INSTRUÇÃO DADA 1 -
Responda às perguntas seguintes com base no excerto sobre o estatuto de refugiado:
(a) Que exemplo de fator adverso é dado no ponto 53?
(b) De que depende, segundo o ponto 53, a validade de um pedido baseado em motivos cumulativos?
(c) Em que caso a discriminação equivale a perseguição, segundo o ponto 54?
INSTRUÇÃO DADA 2 -
Transcreva, sem qualquer alteração, todo o trecho do excerto sobre o estatuto de refugiado que vai de "53. Para além" até "históricos e etnológicos.".
INSTRUÇÃO DADA 3 -
Escreva a continuação do excerto sobre discriminação e estatuto de refugiado, a partir da última frase apresentada.

EXCERTO -
────────────────

53. Para além disso, o requerente pode ter sido sujeito a várias medidas que, por si só, não constituem perseguição (por exemplo, discriminação sob diferentes formas), em alguns casos combinadas com outros factores adversos (por exemplo, ambiente geral de insegurança no país de origem). Em tais situações, os diversos elementos envolvidos podem, se considerados conjuntamente, produzir um estado de espírito no requerente que pode justificar de modo razoável a fundamentação do receio de perseguição por "motivos cumulativos". Obviamente, não é possível estabelecer uma regra geral quanto aos motivos cumulativos que podem tornar válido o pedido de reconhecimento do estatuto de refugiado. Isso dependerá necessariamente de todas as circunstâncias, incluindo o contexto particular em termos geográficos, históricos e etnológicos.


(c) Discriminação

54. Em muitas sociedades existem, de facto, em maior ou menor grau, diferenças de tratamento dos vários grupos. As pessoas que, por esse facto, recebem um tratamento menos favorável não são necessariamente vítimas de perseguição. Só em determinadas circunstâncias é que a discriminação equivale a perseguição. Será assim, se as medidas discriminatórias tiverem consequências gravemente prejudiciais para a pessoa em causa, por exemplo, sérias restrições ao seu direito de exercer uma profissão, de praticar a sua religião, ou de acesso aos estabelecimentos de ensino normalmente abertos a todos.

────────────────

DADOS FORNECIDOS -
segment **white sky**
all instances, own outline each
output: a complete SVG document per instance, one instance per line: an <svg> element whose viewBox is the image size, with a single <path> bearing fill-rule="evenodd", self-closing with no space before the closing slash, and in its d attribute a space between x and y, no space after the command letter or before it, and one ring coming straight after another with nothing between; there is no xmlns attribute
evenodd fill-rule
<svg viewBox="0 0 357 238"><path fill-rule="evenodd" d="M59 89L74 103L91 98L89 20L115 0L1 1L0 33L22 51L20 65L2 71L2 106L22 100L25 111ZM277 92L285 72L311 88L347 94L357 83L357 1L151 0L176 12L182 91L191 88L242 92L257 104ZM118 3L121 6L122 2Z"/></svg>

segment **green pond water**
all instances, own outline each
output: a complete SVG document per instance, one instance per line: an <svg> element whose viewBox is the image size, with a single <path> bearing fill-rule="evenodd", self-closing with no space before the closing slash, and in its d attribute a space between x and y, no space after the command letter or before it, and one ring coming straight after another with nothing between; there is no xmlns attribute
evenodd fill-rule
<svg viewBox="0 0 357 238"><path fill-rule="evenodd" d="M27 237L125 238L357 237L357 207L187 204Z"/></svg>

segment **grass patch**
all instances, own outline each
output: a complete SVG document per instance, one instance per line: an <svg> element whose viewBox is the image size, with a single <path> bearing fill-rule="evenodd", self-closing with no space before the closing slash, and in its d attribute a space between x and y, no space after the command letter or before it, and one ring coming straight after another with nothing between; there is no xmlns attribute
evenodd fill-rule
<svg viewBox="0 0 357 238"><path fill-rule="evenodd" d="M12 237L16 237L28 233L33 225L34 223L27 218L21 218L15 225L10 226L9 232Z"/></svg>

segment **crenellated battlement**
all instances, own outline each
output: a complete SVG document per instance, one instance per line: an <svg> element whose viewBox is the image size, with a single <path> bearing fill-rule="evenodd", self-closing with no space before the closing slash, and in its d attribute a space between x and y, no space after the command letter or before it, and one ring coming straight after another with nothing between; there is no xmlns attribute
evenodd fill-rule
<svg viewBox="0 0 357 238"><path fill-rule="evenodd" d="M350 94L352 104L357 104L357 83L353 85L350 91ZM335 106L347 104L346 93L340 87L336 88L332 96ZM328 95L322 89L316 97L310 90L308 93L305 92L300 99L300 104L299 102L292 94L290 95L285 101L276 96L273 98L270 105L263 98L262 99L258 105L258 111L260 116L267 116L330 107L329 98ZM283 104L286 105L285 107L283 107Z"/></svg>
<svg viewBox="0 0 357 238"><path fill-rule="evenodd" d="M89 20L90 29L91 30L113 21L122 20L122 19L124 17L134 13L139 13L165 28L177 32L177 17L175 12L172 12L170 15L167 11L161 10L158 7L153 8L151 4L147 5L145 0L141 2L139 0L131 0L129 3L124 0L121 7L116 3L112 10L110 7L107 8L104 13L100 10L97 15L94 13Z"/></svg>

────────────────

RESPOSTA 1 -
(a) O ambiente geral de insegurança no país de origem.
(b) Depende de todas as circunstâncias, incluindo o contexto particular em termos geográficos, históricos e etnológicos.
(c) Quando as medidas discriminatórias têm consequências gravemente prejudiciais para a pessoa em causa.

RESPOSTA 2 -
53. Para além disso, o requerente pode ter sido sujeito a várias medidas que, por si só, não constituem perseguição (por exemplo, discriminação sob diferentes formas), em alguns casos combinadas com outros factores adversos (por exemplo, ambiente geral de insegurança no país de origem). Em tais situações, os diversos elementos envolvidos podem, se considerados conjuntamente, produzir um estado de espírito no requerente que pode justificar de modo razoável a fundamentação do receio de perseguição por "motivos cumulativos". Obviamente, não é possível estabelecer uma regra geral quanto aos motivos cumulativos que podem tornar válido o pedido de reconhecimento do estatuto de refugiado. Isso dependerá necessariamente de todas as circunstâncias, incluindo o contexto particular em termos geográficos, históricos e etnológicos.

RESPOSTA 3 -
55. Nos casos em que as medidas discriminatórias, por si só, não sejam graves, elas podem, no entanto, levar a pessoa em causa a recear com razão ser perseguida se provocarem no seu espírito um sentimento de apreensão e insegurança quanto à sua existência futura. Se tais medidas discriminatórias, por si só, são ou não causas de perseguição, isso terá de ser determinado à luz de todas as circunstâncias. O pedido por receio de perseguição será no entanto mais forte se a pessoa já tiver sido vítima de certas medidas discriminatórias deste tipo e se, por consequência, se verifica um factor cumulativo. Ver também parágrafo 53.


(d) Punição

56. Deve-se distinguir perseguição de punição prevista por uma infracção de direito comum. As pessoas que fogem de procedimentos judiciais ou à punição por infracções desta natureza não são normalmente refugiados. Convém relembrar que um refugiado é uma vítima - ou uma vítima potencial - da injustiça e não alguém que foge da justiça.

57. A distinção acima pode, no entanto, por vezes, ser menos clara. Em primeiro lugar, uma pessoa culpada de uma infracção de direito comum pode ser alvo de uma pena excessiva que pode ser equivalente a perseguição no sentido da definição. Além disso, os procedimentos judiciais pelas razões mencionadas na definição (por exemplo, no que se refere a educação religiosa "ilegal" dada a uma criança) podem, por si só, equivaler a perseguição.

58. Em segundo lugar, surgem casos em que uma pessoa, para além de recear os procedimentos judiciais ou a punição por um crime de direito comum, pode, também, "recear com razão ser perseguida". Nestes casos, a pessoa em causa é um refugiado. No entanto, pode ser necessário ponderar se o crime em questão não é de uma gravidade tal que leve o requerente a ser abrangido por uma das cláusulas de exclusão. Ver parágrafos 144 a 156.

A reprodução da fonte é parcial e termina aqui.